Task material:

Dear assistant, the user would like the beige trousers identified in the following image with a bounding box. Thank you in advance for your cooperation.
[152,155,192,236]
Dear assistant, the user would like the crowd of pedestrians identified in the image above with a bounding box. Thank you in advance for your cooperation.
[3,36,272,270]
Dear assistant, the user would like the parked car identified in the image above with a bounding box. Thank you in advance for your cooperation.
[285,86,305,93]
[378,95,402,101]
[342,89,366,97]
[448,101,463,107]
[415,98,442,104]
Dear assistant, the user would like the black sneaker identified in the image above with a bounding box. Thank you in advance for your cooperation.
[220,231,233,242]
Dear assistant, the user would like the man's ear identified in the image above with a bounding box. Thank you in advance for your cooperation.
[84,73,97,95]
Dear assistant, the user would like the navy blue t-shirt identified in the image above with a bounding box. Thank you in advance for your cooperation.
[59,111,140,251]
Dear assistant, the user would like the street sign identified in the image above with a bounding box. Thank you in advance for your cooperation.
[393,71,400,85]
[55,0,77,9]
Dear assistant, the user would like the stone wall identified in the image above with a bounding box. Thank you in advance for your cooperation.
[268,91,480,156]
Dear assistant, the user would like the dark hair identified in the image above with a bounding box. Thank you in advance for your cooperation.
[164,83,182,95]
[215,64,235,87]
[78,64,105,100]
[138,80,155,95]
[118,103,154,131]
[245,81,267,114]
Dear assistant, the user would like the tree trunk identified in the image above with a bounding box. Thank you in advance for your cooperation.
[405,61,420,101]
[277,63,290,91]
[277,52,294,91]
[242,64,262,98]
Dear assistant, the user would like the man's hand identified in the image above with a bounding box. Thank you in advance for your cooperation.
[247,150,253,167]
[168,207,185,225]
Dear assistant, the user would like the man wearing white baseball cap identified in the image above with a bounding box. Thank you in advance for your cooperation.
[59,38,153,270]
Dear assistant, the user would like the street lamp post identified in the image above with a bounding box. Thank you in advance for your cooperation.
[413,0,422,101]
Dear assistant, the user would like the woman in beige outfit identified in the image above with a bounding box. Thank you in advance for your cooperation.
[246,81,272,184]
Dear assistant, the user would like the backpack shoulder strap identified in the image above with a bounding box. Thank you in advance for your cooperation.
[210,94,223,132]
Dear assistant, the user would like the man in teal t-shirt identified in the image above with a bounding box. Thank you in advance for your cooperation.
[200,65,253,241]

Written exercise: Copy out all of the lines above again, changing every "t-shirt" to "shirt" and keeping everything else the same.

Exercise answer:
Dear assistant, the user would like the beige trousers identified in the following image with a bounding box. Thank you in advance for your cooperation.
[152,155,192,236]
Dear assistant, the user would like the crowd of pedestrians identified in the image above with a bounding box. Thank you in advance for your cooperation.
[3,36,272,270]
Dear assistant, the user would like the parked car identified in the image above with a bounding box. Thank you in advance for your cooperation.
[285,86,305,93]
[378,95,402,101]
[342,89,366,97]
[448,101,463,107]
[415,98,442,104]
Dear assistant, the user would like the black sneaker identified in the image above with a bounding box. Thank you in advance for your cooperation.
[220,231,233,242]
Dear assistant, the user would like the man's ear identified in the image above with a bounding box. Thank you in advance for your cooperation.
[84,73,97,95]
Dear assistant, the user would like the navy blue shirt identified in the image above with a bounding box. Thank you in advance for your cooperation.
[59,111,140,251]
Dear assistant, the user would like the street sign identified in the image above with a bounding box. Thank you in advance for your cooperation.
[393,71,400,85]
[55,0,77,9]
Dear assistant, the user would like the stone wall identified in the image above with a bounding box. Thank you in advance for your cooperation.
[268,91,480,156]
Dear assistant, the user would like the dark hair identified in the image above with a bounding box. Thank you in advance for your cooperation.
[164,83,182,95]
[215,64,235,87]
[78,64,105,100]
[138,80,155,95]
[118,103,154,131]
[245,81,267,114]
Dear assistant, the user would like the tree trunk identified in the image above with a bounding box. Thank you in advance for your cooperation.
[405,61,420,101]
[277,63,290,91]
[277,52,294,91]
[242,64,262,98]
Dear assistant, the user would like the man's hand identified in the image above with a bounding box. Thank you in advance for your cooperation.
[247,150,253,167]
[168,207,185,225]
Dear assistant, the user would like the man wearing white baseball cap identified in the image above with a bounding box. Thank you in advance for your cooperation.
[59,38,153,270]
Dear assistant, the user would like the street lamp post identified in the image above with a bounding box. Thank you in advance for your cooperation.
[413,0,422,101]
Dear assistant, the user would like the woman in beige outfit identified in the image above with a bounding box. Thank you in advance for your cooperation.
[246,81,272,184]
Dear assistant, the user would like the backpack shoulder strap identified in the image above with a bounding box. Thank you in advance for your cooperation.
[210,94,223,132]
Dear assistant, the user would like the man in teal shirt identified in the image above with a bounding box. Thank you in advance for your cooperation.
[200,65,253,241]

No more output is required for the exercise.